1. Fill clean keg with warm water to line mark 1 on the back, then add ½ pack (about 1 tablespoon) of No-Rinse Cleanser and stir until dissolved. Once dissolved, the solution is ready to use. Save the remaining ½ of No-Rinse Cleanser because you will need it for bottling.

2. Screw on lid and swirl the keg so that the cleaning solution makes contact with the entire interior of the keg, including the underside of the lid. Note that the ventilation notches under the lid may leak solution. Allow to sit for at least 2 minutes and swirl again.

3. To clean the spigot, open it fully and allow liquid to flow for 5 seconds and then close.

4. Pour the rest of the solution from the keg into a large bowl. Place your spoon/whisk, can opener and measuring cup into the bowl to keep them cleaned throughout the brewing process. Leave them immersed for at least 2 minutes in cleaning solution prior to using.

5. After all surfaces have been thoroughly cleaned, do not rinse or dry the keg or utensils. Return lid to top of keg, proceed immediately to brewing.


Brewing beer is the process of combining a starch source (in this case, a malt brewing extract) with yeast. Once combined, the yeast eats the sugars in the malt, producing alcohol and carbon dioxide (CO2). This process is called fermentation.

1. Remove the yeast packet from under the lid of the can of Brewing Extract, (not needed for this recipe) then place the unopened can and BrewMax LME's in hot tap water.

2. Place all packets of grain into a muslin sack tying it closed, then trim away excess material.

3. Add 8 cups of water to your 1 gallon or larger pot. Heat the water until it reaches a temperature between 155-160 degrees. When the water reaches the desired temperature range, add grain sack, and maintain this range for 30 minutes.

4. After 30 minutes has passed, remove grain sack, and rinse it with 2 cups of hot water using a colander or strainer while allowing the runoff to flow back into your pot. Discard grain sack.

5. Add the 3 LME packets and stir, then bring this mixture to a boil, stirring occasionally to avoid scorching. Allow mixture to boil for 5 minutes.

6. After 5 minutes add the lactose sugar and 1 ounce of cocoa powder and boil for 5 more minutes, stirring gently. Then remove the pot from heat.

6. Open the can of Brewing Extract and pour the contents into the hot mixture in your pot. Stir until thoroughly mixed. This mixture of unfermented beer is called wort.

7. Fill your fermenter with cold tap water to the mark 1 on the back. If using any other fermenter this would be approximately 1 gallon of water.

8. Pour the wort into your fermenter, and then bring the volume of the fermenter to mark 2 by adding more cold water. (If you have a different fermenter top it off with

9. Stir your wort mixture vigorously with your sanitized spoon or whisk.

10. Sprinkle the S-04 Dry Ale yeast packet into the keg, and screw on the lid. Do not stir.
::::
Short problem →
Can you return the brewing instructions word for word, starting at "8. Pour the" and ending at "Do not stir."? The items after these brewing instructions are separate material.
::::
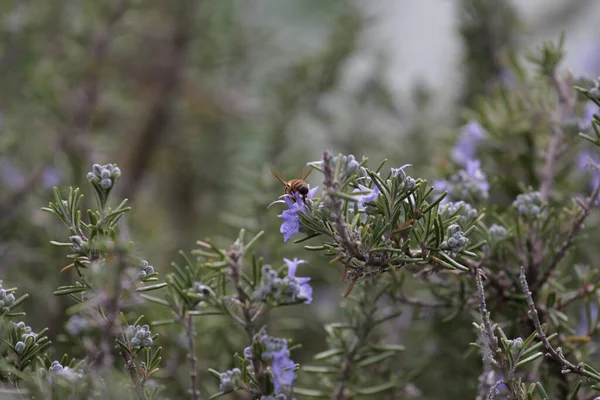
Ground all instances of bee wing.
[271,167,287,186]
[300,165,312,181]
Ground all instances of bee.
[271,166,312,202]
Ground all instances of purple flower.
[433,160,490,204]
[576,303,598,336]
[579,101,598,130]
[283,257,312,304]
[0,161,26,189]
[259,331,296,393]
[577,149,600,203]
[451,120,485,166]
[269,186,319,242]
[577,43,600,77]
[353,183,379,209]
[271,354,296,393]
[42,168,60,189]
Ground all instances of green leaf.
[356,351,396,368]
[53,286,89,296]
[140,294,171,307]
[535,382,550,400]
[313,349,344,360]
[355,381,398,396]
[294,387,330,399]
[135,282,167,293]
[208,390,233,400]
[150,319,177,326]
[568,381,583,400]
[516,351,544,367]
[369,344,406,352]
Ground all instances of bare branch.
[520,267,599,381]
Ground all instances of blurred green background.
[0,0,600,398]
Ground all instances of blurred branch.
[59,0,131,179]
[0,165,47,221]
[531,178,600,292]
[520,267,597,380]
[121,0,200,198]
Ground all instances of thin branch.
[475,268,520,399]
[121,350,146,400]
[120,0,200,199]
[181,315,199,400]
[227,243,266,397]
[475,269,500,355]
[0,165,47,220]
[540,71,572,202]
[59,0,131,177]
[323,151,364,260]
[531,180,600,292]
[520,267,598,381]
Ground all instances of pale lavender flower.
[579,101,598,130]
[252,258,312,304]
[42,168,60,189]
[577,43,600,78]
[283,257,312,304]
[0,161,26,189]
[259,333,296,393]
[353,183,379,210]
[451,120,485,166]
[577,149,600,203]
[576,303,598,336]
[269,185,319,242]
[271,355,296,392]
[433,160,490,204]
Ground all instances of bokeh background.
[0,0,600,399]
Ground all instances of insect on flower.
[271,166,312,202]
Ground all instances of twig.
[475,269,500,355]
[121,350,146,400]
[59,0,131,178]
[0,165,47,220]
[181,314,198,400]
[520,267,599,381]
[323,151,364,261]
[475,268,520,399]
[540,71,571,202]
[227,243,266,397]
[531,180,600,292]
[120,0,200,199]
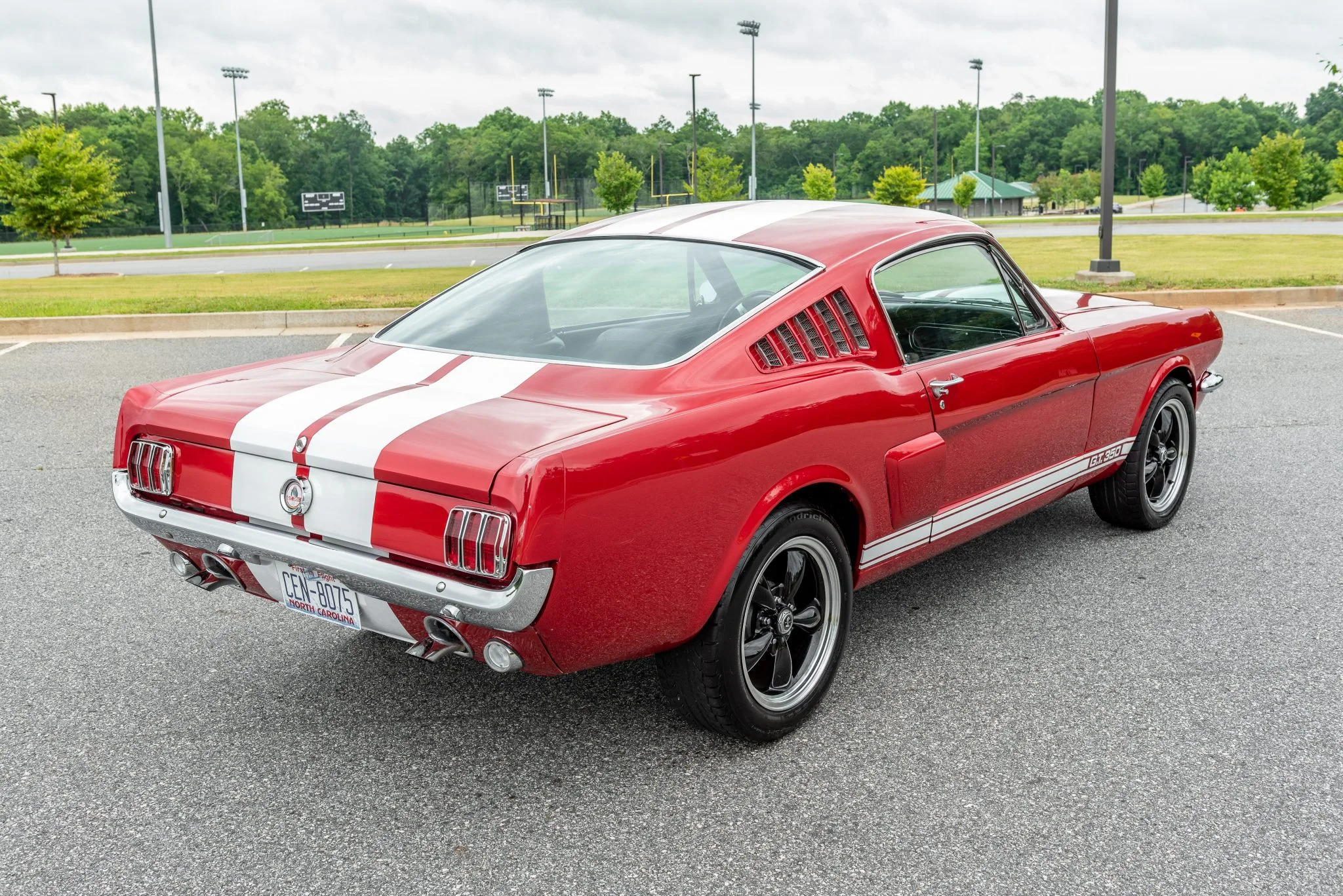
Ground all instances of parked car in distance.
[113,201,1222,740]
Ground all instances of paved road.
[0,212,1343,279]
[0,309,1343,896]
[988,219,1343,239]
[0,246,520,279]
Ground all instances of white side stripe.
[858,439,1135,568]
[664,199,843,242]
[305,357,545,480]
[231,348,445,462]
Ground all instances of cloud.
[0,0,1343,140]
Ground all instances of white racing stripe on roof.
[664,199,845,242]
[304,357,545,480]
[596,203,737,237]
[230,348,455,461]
::::
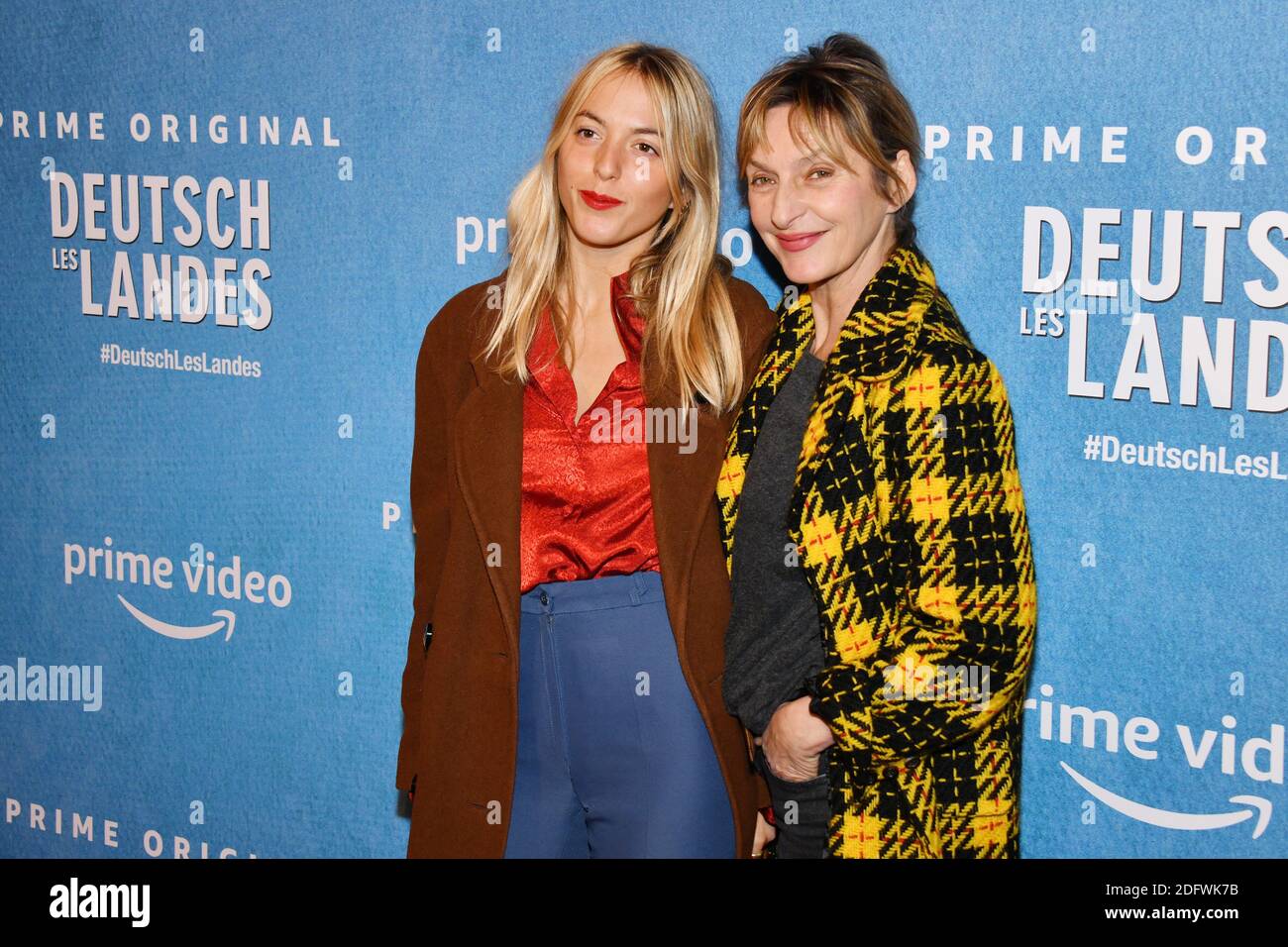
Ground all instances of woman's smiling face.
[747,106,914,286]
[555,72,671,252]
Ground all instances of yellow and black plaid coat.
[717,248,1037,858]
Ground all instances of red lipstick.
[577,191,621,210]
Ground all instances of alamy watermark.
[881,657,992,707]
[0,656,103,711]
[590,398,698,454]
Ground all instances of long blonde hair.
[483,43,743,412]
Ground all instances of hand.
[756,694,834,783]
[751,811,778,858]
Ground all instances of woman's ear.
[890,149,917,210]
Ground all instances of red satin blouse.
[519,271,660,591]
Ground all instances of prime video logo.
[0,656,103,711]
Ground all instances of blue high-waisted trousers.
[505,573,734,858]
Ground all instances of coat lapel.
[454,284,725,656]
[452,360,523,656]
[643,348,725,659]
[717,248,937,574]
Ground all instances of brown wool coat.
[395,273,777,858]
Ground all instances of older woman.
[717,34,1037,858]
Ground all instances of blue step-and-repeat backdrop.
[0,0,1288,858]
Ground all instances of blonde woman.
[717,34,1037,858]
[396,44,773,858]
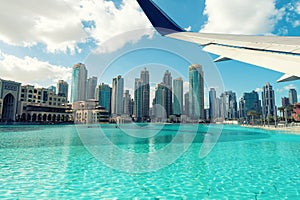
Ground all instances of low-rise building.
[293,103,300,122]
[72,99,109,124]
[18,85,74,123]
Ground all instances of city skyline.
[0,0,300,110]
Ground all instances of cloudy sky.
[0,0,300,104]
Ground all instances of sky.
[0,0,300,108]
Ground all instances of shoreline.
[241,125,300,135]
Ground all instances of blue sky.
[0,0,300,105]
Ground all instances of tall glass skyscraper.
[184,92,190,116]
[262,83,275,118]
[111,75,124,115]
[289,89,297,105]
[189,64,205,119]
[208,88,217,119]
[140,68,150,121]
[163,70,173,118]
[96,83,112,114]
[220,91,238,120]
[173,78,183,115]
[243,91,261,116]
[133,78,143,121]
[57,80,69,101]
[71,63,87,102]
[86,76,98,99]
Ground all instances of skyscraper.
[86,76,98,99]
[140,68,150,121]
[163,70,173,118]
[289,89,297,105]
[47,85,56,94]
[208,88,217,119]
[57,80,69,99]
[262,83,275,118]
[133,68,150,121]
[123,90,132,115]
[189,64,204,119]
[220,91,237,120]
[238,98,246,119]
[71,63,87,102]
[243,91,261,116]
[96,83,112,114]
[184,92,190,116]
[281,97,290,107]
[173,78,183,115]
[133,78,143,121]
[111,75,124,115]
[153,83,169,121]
::::
Written reply →
8. Pour the wort into your fermenter, and then bring the volume of the fermenter to mark 2 by adding more cold water. (If you have a different fermenter top it off with

9. Stir your wort mixture vigorously with your sanitized spoon or whisk.

10. Sprinkle the S-04 Dry Ale yeast packet into the keg, and screw on the lid. Do not stir.